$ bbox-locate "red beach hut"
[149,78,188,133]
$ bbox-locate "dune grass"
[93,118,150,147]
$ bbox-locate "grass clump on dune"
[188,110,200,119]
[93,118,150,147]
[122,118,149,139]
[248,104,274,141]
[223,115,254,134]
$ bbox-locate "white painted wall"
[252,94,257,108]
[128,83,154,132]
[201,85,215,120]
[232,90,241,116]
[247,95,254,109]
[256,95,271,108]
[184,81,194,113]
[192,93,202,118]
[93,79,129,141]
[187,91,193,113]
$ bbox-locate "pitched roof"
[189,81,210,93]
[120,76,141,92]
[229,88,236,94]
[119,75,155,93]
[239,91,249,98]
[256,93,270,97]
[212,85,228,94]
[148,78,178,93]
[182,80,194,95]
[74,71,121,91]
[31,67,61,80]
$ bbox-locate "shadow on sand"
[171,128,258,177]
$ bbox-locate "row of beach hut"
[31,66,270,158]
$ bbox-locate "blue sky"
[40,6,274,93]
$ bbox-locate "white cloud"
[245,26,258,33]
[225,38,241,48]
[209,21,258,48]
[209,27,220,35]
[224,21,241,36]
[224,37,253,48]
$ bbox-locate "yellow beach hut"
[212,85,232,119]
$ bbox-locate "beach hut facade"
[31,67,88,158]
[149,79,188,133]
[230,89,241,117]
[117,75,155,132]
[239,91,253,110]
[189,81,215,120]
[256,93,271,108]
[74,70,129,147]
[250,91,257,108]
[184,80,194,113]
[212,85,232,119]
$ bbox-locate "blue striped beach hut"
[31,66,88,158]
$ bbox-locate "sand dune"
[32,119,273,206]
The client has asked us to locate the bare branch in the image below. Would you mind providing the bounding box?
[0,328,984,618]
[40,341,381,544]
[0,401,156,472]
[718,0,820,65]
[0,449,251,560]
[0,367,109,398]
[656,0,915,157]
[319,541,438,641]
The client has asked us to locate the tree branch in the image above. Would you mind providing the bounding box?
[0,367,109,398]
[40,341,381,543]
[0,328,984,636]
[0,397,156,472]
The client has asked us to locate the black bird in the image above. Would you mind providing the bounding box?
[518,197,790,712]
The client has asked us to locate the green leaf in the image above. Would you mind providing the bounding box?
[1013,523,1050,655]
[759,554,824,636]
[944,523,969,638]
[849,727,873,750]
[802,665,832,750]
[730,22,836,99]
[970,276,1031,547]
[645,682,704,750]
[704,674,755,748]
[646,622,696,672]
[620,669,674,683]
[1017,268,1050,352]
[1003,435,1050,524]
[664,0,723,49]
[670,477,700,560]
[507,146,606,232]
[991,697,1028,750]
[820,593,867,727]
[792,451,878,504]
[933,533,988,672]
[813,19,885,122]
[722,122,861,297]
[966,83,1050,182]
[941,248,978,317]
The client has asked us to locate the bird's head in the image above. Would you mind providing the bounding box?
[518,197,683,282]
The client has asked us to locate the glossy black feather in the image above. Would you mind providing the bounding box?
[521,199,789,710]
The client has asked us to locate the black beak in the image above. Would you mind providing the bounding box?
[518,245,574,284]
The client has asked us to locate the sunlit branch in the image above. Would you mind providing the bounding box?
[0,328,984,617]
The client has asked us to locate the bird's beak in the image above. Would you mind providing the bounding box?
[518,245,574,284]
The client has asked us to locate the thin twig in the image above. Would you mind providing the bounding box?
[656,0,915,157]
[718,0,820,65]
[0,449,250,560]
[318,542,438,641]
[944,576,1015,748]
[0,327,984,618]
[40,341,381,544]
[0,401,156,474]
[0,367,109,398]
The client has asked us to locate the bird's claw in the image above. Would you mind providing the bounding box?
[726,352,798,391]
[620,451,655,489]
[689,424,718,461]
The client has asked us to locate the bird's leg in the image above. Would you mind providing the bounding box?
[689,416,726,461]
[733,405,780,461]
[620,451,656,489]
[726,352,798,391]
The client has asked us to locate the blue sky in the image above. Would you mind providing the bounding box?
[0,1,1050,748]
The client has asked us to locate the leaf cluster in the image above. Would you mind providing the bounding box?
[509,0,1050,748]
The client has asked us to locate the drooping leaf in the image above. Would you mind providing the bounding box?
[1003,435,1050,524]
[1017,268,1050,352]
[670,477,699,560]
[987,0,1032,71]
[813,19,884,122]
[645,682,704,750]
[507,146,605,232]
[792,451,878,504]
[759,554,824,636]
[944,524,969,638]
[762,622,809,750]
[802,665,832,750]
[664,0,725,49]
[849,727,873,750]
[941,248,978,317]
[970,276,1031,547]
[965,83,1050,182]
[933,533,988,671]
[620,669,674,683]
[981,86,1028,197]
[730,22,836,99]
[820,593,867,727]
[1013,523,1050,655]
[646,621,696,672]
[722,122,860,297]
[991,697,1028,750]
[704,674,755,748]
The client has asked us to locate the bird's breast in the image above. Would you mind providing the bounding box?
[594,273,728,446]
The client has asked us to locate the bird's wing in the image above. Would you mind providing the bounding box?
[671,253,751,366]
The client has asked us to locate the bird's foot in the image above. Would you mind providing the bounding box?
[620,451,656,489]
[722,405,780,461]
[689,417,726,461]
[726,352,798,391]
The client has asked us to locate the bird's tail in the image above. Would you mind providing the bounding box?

Aim.
Copy every one of the records above word for word, without changing any line.

Worked solution.
$ bbox-locate "red beach hut"
[149,78,188,133]
$ bbox-locate "dune grass"
[93,118,150,147]
$ bbox-locate "grass clump on dune"
[188,110,200,119]
[93,118,150,147]
[122,118,149,139]
[248,104,274,141]
[223,115,254,134]
$ bbox-locate "white painted wall"
[252,94,257,108]
[128,83,154,132]
[201,85,215,120]
[232,90,241,116]
[247,95,254,109]
[256,95,271,108]
[184,81,194,113]
[192,93,202,118]
[93,79,129,141]
[187,91,193,113]
$ bbox-locate "pitched roof"
[189,81,210,93]
[120,76,141,92]
[229,88,236,94]
[119,75,155,93]
[239,91,249,98]
[256,93,270,97]
[212,85,228,94]
[148,78,178,93]
[182,80,194,95]
[74,71,121,91]
[31,67,61,80]
$ bbox-locate "shadow on sand"
[171,128,258,177]
$ bbox-locate "row of beach hut"
[31,66,270,158]
$ bbox-locate "blue sky"
[40,6,274,93]
$ bbox-locate "white cloud"
[245,26,258,33]
[225,38,241,48]
[209,21,258,48]
[209,27,220,35]
[224,21,241,36]
[224,37,253,48]
$ bbox-locate "yellow beach hut"
[212,85,232,119]
$ bbox-locate "beach hut facade"
[31,67,88,158]
[149,79,188,133]
[230,89,241,117]
[117,75,155,132]
[239,91,253,110]
[189,81,215,120]
[256,93,271,108]
[74,70,129,147]
[250,91,257,108]
[184,80,194,113]
[212,85,232,119]
$ bbox-locate "blue striped beach hut"
[31,66,88,158]
$ bbox-locate "sand dune"
[32,119,273,206]
The client has asked us to locate the bare branch in the image below. Would you mind providing the bounding box?
[0,328,984,618]
[40,341,381,544]
[0,401,156,472]
[718,0,820,65]
[0,449,251,560]
[0,367,109,398]
[656,0,915,157]
[319,541,438,641]
The client has asked us to locate the tree branch in the image above. Would you mind providing the bounding box?
[0,367,109,398]
[40,341,381,543]
[0,328,984,636]
[0,397,156,472]
The client has asked us to locate the black bird in the image above. Would you mind providing the bounding box?
[518,197,790,712]
The client has asked us to locate the green leaf in the image above. Would you mind providing the bounding box?
[1013,523,1050,655]
[759,554,824,636]
[944,523,969,638]
[849,727,873,750]
[802,665,832,750]
[730,22,836,99]
[970,276,1031,547]
[645,682,704,750]
[704,674,755,748]
[646,622,696,672]
[620,669,674,683]
[1017,268,1050,352]
[1003,435,1050,524]
[664,0,723,49]
[670,477,700,560]
[507,146,606,232]
[991,697,1028,750]
[820,593,867,727]
[792,451,878,504]
[933,533,988,672]
[813,19,885,122]
[722,122,861,297]
[966,83,1050,182]
[941,248,978,317]
The client has asked us to locate the bird's head in the image above. Would you mind providing the bounding box?
[518,197,683,282]
The client has asked us to locate the glossy black feather in the image above. Would you mind providing the bounding box?
[521,199,789,710]
The client has asked us to locate the black beak in the image above. Would you mind providing the bounding box?
[518,245,574,284]
The client has asked us to locate the sunlit branch in the image above. Would you mind providing the bounding box?
[0,328,984,617]
The client has asked us to locate the bird's beak in the image above. Would you mind providing the bounding box?
[518,245,574,284]
The client has asked us to locate the thin twig in the image above. Would you mind providing the bounding box?
[656,0,915,157]
[718,0,820,65]
[0,449,250,560]
[318,542,438,641]
[944,576,1015,748]
[0,327,984,618]
[40,341,381,544]
[0,401,156,474]
[0,367,109,398]
The client has asked us to locate the bird's claw in the image above. Would you mind providing the bounding box?
[726,352,798,391]
[620,451,655,489]
[689,424,718,461]
The client has asked us to locate the bird's leg in the image above. Would you mind providing the bounding box?
[689,416,726,461]
[733,405,780,461]
[620,451,656,489]
[726,352,798,391]
The client has asked us to locate the blue sky in the image above. Would you mind providing the bounding box?
[0,1,1050,748]
The client has asked us to locate the leaf cluster in the image above. Would you mind providing the bounding box?
[509,0,1050,748]
The client has asked us to locate the drooping leaf in the image above. Would you mind providing the bounding box?
[1003,435,1050,524]
[1017,268,1050,352]
[670,477,699,560]
[987,0,1032,71]
[813,19,884,122]
[645,682,704,750]
[507,146,605,232]
[792,451,878,504]
[759,554,824,636]
[944,524,969,638]
[762,622,809,750]
[802,665,832,750]
[664,0,725,49]
[849,727,873,750]
[941,248,978,317]
[970,276,1031,547]
[965,83,1050,182]
[933,533,988,671]
[620,669,674,683]
[981,86,1028,197]
[730,22,836,99]
[820,593,867,727]
[1013,523,1050,655]
[646,621,696,672]
[722,122,860,297]
[991,697,1028,750]
[704,674,755,748]
The client has asked us to locate the bird's breast in the image above. Would you mind providing the bounding box?
[594,273,728,446]
The client has asked us to locate the bird's wing in the image above. Would you mind providing the bounding box?
[671,253,751,366]
The client has asked us to locate the bird's foot in the image above. Would you mind providing the bounding box?
[620,451,656,489]
[722,405,780,461]
[689,417,726,461]
[726,352,798,391]
The client has asked us to locate the bird's tail in the image above. Would you mind providing the bounding box?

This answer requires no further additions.